Objectif énoncé. Réécrivez uniquement les lignes qui vont de celle contenant « task: provide the mask of every instance of the **gray » jusqu'à la fin des enregistrements, en remplaçant « forehead » par « brow » et en laissant tout le reste inchangé.

Liste.
◆ ◆ ◆ ◆ ◆ ◆ ◆
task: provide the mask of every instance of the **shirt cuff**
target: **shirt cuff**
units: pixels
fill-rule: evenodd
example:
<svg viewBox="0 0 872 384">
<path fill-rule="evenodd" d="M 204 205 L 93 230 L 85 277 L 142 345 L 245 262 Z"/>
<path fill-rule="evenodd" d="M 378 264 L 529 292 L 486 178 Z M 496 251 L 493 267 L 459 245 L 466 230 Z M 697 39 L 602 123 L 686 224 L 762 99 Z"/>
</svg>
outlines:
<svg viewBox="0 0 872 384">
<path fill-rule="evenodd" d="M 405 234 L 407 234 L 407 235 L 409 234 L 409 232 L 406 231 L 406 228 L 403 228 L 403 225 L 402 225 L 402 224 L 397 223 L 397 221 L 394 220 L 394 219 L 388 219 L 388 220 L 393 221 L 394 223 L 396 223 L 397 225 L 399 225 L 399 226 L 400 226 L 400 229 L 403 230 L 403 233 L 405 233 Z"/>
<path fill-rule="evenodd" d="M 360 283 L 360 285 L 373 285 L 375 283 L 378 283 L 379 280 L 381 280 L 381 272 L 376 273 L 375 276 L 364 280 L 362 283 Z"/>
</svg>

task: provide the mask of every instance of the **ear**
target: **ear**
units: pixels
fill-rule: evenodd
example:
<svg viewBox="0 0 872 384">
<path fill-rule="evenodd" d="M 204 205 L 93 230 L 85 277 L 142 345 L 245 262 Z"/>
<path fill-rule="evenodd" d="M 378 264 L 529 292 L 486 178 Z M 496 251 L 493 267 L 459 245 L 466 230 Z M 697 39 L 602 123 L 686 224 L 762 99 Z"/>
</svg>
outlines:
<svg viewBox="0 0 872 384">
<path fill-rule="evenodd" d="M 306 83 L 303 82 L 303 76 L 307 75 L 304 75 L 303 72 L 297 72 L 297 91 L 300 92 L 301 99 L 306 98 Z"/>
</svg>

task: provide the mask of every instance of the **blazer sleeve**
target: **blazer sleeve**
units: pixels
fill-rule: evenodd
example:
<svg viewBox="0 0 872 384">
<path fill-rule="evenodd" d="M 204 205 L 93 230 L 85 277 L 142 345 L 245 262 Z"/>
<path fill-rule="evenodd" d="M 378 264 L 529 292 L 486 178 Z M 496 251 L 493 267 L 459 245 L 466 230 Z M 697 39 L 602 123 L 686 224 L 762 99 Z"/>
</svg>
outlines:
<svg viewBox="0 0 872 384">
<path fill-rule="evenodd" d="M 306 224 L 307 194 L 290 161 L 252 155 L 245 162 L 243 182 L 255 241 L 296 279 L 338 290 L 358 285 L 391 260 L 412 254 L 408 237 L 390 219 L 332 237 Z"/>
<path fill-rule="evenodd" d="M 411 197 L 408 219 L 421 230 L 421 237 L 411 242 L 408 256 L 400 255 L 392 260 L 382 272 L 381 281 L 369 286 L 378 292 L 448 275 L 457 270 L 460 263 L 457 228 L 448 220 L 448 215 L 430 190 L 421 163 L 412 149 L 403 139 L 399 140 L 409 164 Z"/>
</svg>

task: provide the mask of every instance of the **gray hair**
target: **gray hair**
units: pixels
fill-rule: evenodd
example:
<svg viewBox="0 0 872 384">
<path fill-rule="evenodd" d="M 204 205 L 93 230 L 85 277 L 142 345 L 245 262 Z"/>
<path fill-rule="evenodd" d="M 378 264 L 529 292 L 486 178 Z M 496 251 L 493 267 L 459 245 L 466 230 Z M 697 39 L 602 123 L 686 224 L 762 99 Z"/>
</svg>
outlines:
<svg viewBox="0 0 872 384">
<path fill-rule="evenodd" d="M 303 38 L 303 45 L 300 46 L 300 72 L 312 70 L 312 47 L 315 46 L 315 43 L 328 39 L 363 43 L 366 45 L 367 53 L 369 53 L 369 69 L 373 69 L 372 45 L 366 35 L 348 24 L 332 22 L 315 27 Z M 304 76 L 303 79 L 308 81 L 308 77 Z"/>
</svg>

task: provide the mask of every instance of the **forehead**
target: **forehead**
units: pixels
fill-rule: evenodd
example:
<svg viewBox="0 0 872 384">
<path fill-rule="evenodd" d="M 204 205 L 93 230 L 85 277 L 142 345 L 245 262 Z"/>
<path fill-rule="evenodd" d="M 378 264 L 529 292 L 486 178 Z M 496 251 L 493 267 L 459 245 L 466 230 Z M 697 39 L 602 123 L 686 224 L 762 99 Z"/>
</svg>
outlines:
◆ ◆ ◆ ◆ ◆ ◆ ◆
Résultat obtenu.
task: provide the mask of every instance of the **gray hair**
target: **gray hair**
units: pixels
fill-rule: evenodd
example:
<svg viewBox="0 0 872 384">
<path fill-rule="evenodd" d="M 204 205 L 93 230 L 85 277 L 142 345 L 245 262 Z"/>
<path fill-rule="evenodd" d="M 378 264 L 529 292 L 486 178 Z M 496 251 L 493 267 L 459 245 L 466 230 Z M 697 39 L 602 123 L 686 224 L 762 99 Z"/>
</svg>
outlines:
<svg viewBox="0 0 872 384">
<path fill-rule="evenodd" d="M 303 38 L 303 45 L 300 46 L 300 72 L 312 70 L 312 47 L 315 46 L 315 43 L 328 39 L 363 43 L 366 45 L 367 53 L 369 53 L 369 69 L 373 69 L 372 45 L 366 35 L 348 24 L 332 22 L 315 27 Z M 304 76 L 303 79 L 308 81 L 308 77 Z"/>
</svg>

task: provide the mask of every instance of the **brow**
target: **brow**
units: pixels
fill-rule: evenodd
example:
<svg viewBox="0 0 872 384">
<path fill-rule="evenodd" d="M 204 205 L 93 230 L 85 277 L 142 345 L 245 262 Z"/>
<path fill-rule="evenodd" d="M 378 264 L 529 292 L 486 178 Z M 496 251 L 493 267 L 459 245 L 466 230 Z M 697 39 L 602 123 L 686 224 L 762 99 Z"/>
</svg>
outlines:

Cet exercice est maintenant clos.